#### [Fragmento del texto]
········
Opinión

Moral y democracia

La consideración moral de los asuntos de la vida pública, en especial de la política, lejos de constituir una amenaza para la democracia es un requisito indispensable para el ejercicio de la libertad y para el establecimiento de la justicia. Quienes afirman que la Iglesia española entraña un peligro para nuestra democracia olvidan que representada entonces por el Cardenal Tarancón, influyó de un modo especial en el establecimiento de la misma, respetó sus normas e instituciones y colaboró decididamente para hacer posible el ejercicio de la democracia con el pleno reconocimiento de los derechos fundamentales de todos sin discriminación alguna por motivos religiosos. No faltan quienes consideran los procedimientos democráticos como la última referencia moral de las normas que atañen a los ciudadanos. Sin fundamentarlas en una norma objetiva, diciendo que es bueno lo que apoye con su voto la mayoría de los ciudadanos o sus representantes en los parlamentos.
········
#### [Entradas proporcionadas]
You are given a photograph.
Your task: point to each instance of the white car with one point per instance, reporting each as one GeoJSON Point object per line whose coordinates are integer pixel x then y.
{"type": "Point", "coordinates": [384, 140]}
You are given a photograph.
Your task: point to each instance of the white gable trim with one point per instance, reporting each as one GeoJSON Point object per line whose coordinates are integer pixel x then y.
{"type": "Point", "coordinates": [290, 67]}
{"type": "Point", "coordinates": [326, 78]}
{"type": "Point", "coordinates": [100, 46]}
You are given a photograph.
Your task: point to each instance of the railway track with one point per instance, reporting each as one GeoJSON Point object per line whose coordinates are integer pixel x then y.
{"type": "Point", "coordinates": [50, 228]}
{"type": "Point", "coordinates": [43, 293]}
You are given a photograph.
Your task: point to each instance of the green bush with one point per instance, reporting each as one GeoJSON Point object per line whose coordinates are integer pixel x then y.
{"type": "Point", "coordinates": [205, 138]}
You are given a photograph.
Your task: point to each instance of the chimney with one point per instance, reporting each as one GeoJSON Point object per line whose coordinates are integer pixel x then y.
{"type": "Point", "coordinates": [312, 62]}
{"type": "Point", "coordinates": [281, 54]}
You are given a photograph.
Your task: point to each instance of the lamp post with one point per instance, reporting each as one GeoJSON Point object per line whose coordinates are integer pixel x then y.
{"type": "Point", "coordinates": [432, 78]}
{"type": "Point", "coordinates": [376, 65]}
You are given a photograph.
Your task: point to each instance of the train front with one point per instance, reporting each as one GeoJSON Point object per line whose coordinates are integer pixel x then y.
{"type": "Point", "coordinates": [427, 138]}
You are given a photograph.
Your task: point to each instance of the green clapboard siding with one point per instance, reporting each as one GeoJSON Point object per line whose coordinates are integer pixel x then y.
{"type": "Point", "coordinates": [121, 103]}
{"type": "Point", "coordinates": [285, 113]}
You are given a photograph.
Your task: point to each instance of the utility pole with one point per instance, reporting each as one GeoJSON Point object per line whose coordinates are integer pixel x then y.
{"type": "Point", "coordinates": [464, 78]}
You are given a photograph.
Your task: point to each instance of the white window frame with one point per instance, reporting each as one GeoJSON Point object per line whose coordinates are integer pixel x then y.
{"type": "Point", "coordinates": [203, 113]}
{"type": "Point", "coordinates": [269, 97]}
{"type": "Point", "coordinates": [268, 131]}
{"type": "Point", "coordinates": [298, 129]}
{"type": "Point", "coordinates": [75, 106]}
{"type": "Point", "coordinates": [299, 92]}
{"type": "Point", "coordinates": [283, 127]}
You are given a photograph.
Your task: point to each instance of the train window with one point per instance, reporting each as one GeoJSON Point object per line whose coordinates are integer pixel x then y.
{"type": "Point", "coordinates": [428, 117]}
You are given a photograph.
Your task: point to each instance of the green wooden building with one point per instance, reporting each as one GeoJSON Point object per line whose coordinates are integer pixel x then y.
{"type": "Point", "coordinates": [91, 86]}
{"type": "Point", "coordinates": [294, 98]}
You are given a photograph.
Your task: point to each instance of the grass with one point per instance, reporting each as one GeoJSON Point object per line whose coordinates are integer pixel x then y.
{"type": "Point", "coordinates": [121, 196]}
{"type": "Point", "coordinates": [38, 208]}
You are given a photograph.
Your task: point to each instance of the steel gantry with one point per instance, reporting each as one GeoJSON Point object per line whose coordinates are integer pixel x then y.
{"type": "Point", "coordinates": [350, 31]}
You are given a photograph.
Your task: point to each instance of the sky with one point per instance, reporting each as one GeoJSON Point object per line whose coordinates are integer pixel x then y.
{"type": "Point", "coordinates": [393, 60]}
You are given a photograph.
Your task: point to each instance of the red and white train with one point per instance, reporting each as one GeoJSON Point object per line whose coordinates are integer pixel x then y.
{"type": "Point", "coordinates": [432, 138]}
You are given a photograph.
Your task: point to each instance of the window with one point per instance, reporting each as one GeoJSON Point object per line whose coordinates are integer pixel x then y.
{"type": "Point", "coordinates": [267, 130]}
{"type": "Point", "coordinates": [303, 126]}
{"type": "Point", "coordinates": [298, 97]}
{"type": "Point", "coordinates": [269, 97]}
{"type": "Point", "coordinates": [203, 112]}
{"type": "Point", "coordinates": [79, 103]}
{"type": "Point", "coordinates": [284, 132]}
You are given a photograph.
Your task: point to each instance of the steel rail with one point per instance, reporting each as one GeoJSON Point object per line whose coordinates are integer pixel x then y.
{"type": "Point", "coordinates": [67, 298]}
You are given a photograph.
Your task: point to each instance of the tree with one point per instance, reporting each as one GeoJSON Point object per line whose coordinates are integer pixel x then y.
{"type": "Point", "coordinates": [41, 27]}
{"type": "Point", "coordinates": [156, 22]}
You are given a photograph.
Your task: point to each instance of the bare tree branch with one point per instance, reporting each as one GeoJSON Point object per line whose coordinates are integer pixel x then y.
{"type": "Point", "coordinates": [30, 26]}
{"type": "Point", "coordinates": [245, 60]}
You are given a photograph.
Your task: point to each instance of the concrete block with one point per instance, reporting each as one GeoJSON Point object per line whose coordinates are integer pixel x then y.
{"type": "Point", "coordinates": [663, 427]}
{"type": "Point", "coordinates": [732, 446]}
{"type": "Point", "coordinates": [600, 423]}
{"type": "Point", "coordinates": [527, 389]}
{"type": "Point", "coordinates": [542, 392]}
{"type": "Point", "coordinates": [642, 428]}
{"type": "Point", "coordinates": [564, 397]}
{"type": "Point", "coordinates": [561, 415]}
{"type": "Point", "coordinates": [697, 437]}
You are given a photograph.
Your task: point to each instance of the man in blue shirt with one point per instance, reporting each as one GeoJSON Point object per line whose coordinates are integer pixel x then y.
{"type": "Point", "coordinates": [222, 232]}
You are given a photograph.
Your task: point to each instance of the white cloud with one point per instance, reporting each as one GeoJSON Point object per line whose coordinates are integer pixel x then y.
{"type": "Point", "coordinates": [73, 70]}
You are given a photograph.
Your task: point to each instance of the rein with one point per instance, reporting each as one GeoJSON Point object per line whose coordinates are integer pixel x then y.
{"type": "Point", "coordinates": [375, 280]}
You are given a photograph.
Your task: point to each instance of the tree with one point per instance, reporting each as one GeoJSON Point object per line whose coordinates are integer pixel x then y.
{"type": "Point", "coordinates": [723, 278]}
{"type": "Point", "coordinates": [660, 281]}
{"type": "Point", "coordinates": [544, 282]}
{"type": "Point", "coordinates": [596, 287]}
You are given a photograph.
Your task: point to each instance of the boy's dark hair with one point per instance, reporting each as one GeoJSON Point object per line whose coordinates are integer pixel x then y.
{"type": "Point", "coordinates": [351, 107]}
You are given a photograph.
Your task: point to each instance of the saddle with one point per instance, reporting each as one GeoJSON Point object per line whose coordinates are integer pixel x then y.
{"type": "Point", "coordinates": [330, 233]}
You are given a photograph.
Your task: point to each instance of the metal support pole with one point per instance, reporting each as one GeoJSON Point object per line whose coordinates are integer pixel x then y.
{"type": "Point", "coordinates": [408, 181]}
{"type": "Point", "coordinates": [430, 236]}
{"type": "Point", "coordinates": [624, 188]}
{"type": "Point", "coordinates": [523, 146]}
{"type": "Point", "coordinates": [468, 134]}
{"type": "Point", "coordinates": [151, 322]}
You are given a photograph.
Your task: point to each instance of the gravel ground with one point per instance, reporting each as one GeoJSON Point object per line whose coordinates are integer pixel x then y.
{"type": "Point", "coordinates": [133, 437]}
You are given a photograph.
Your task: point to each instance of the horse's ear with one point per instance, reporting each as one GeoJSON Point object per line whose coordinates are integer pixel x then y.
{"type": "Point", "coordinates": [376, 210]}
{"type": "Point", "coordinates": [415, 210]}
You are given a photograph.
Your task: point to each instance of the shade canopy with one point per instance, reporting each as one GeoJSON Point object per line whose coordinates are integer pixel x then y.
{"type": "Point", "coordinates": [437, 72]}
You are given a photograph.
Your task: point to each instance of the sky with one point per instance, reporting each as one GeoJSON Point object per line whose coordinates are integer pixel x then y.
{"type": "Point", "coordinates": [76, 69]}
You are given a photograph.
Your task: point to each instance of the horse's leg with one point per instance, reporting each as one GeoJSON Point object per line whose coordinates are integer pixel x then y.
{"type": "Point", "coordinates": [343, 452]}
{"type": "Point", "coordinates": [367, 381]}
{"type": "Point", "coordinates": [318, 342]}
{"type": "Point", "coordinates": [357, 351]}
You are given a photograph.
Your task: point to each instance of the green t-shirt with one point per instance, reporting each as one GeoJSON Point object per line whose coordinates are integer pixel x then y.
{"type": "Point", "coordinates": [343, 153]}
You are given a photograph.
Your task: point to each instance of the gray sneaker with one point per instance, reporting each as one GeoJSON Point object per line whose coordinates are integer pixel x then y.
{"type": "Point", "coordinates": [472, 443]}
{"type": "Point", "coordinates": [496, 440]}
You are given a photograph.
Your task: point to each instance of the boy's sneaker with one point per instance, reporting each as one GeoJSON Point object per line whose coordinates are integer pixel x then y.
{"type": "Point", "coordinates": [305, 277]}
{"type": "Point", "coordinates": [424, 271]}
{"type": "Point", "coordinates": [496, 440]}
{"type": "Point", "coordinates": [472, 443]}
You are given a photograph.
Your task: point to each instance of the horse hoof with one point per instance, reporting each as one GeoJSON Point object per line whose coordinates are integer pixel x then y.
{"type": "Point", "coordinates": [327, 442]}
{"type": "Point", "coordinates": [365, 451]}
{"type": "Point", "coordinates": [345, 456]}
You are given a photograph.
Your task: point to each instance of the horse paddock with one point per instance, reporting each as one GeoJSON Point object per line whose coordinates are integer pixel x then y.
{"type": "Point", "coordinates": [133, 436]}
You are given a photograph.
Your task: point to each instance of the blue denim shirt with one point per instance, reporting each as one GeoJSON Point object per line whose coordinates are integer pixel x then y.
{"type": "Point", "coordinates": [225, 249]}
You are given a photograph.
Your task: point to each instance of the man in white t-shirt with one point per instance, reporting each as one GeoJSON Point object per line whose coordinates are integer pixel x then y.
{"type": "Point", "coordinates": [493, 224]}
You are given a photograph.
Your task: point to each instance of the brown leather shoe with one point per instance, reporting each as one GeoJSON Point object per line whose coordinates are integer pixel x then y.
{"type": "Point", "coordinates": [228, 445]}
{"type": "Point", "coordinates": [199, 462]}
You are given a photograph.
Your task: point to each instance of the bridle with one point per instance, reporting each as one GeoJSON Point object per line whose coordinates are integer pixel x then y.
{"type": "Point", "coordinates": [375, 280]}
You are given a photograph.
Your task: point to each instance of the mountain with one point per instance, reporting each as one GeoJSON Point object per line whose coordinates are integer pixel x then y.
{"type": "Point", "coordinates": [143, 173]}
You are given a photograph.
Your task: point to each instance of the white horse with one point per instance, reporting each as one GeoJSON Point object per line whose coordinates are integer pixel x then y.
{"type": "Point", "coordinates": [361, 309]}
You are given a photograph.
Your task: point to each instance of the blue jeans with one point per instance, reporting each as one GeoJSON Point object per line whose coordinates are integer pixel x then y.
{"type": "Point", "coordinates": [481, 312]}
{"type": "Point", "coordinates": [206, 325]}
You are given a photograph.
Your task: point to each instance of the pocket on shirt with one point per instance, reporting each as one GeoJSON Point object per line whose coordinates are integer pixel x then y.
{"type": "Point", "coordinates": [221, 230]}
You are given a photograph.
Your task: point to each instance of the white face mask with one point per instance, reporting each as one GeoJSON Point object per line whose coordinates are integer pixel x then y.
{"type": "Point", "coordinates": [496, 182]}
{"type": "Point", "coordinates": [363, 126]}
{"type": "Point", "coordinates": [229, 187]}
········
#### [Tarea a realizar]
Responde, por favor, estas preguntas sobre el texto acerca de moral y democracia:
(a) ¿Qué es, según el texto, la consideración moral de los asuntos de la vida pública?
(b) ¿Quién representaba entonces a la Iglesia española?
(c) ¿Qué es bueno para quienes toman los procedimientos democráticos como la última referencia moral?

#### [Tu respuesta]
(a) Un requisito indispensable para el ejercicio de la libertad y para el establecimiento de la justicia.
(b) El Cardenal Tarancón.
(c) Lo que apoye con su voto la mayoría de los ciudadanos o sus representantes en los parlamentos.